───── SUPPLIED MATERIAL
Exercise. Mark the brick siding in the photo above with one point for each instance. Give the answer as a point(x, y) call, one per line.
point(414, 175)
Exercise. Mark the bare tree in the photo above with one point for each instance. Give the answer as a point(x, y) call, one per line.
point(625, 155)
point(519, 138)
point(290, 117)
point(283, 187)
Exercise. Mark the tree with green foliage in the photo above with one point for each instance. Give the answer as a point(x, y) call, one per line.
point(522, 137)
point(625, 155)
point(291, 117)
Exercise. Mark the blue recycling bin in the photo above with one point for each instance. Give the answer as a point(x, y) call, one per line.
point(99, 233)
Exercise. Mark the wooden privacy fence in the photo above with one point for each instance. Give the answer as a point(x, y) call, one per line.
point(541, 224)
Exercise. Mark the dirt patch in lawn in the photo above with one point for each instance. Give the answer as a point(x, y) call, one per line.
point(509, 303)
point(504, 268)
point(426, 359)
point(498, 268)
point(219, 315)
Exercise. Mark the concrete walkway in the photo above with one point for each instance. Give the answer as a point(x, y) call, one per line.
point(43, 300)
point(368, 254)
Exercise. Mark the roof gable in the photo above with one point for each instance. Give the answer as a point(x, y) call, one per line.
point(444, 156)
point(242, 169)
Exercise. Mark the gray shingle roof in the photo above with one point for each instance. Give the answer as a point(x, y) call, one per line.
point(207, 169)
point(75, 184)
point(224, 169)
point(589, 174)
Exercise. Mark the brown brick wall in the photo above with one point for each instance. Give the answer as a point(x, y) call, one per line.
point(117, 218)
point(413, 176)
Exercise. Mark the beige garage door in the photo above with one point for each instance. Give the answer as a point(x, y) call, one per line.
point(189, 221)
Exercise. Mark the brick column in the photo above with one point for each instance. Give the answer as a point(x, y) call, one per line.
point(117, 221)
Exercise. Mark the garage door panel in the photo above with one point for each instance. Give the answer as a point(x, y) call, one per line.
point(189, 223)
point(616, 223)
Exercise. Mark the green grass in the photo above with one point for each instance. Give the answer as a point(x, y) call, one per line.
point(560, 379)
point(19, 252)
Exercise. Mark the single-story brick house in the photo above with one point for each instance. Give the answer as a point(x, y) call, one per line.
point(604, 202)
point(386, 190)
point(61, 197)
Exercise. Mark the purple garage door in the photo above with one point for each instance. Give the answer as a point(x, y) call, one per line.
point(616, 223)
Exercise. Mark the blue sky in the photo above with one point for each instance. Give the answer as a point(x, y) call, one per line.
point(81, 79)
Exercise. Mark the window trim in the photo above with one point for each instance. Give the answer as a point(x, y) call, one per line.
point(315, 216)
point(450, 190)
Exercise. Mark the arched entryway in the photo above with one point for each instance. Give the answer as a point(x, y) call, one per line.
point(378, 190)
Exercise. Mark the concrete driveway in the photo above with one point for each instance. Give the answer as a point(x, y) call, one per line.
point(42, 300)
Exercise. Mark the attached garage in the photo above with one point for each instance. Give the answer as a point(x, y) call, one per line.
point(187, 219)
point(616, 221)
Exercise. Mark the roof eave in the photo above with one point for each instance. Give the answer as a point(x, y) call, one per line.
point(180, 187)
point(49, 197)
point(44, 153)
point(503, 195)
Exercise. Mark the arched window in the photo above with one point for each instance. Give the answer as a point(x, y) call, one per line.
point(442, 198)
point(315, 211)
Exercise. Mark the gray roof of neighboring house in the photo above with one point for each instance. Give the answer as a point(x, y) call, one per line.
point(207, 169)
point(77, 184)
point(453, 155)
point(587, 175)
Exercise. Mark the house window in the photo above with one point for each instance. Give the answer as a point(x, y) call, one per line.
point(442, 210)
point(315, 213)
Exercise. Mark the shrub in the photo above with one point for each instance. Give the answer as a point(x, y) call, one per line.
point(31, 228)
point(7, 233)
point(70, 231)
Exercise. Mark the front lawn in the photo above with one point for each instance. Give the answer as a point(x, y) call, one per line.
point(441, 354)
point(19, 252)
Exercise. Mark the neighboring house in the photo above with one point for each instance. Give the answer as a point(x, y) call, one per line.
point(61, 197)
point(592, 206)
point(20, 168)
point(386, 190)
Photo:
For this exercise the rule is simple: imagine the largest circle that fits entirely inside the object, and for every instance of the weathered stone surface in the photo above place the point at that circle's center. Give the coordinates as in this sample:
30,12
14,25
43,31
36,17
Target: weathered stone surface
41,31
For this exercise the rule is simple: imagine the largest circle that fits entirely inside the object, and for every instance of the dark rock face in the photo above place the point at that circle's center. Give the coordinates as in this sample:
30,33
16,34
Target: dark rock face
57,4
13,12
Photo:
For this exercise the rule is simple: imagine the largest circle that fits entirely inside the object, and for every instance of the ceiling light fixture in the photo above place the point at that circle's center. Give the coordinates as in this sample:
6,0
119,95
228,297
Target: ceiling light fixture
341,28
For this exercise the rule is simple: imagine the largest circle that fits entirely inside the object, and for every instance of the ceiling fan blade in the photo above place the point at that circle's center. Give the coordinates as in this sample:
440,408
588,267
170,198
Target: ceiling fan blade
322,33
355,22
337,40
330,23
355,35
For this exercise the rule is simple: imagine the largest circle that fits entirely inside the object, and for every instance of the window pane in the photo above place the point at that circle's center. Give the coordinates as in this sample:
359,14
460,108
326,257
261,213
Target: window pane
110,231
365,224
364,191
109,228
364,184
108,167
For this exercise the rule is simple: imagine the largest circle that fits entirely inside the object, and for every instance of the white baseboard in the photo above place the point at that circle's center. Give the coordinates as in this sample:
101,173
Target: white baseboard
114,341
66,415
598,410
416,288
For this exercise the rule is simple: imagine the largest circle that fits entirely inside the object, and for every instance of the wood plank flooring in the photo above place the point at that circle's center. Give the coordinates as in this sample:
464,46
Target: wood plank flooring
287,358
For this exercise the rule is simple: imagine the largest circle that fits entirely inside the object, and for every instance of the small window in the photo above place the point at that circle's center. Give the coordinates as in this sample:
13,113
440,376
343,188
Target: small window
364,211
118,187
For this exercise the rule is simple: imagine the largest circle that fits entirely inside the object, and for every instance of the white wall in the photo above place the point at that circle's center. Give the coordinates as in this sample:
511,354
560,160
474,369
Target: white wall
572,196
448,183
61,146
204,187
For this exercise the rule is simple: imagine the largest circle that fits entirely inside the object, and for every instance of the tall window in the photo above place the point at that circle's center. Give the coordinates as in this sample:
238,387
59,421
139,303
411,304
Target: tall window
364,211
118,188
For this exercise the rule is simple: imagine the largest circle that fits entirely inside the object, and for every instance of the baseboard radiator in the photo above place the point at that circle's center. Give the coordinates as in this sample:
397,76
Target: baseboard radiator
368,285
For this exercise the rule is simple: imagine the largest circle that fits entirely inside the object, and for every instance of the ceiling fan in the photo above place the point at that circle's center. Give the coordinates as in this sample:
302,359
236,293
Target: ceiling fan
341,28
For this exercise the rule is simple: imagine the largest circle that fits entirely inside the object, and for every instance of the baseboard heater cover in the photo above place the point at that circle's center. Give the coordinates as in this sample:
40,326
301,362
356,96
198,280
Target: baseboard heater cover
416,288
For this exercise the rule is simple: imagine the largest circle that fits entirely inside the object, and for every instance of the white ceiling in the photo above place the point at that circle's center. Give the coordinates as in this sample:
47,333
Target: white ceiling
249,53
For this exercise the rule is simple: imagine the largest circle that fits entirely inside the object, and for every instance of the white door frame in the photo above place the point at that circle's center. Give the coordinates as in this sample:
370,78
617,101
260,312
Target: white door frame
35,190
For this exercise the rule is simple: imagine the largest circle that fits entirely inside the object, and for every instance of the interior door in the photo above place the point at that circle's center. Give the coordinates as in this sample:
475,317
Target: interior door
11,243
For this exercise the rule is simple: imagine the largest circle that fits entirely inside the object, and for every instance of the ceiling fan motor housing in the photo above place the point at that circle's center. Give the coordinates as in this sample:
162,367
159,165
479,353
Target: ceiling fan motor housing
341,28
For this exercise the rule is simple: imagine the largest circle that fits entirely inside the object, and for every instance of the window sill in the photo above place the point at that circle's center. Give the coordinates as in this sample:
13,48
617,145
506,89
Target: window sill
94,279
──────────
### THE TASK
Would you please copy the lines above, from the one holding "the window sill" through the last, and nothing else?

### EXPECTED ANSWER
For this exercise the rule is simple: imagine the largest circle that fits entirely inside the object, and for every instance of the window sill in the photo above place the point at that circle's center. Give the coordinates as in this sample:
13,48
617,145
506,89
Target: window sill
94,279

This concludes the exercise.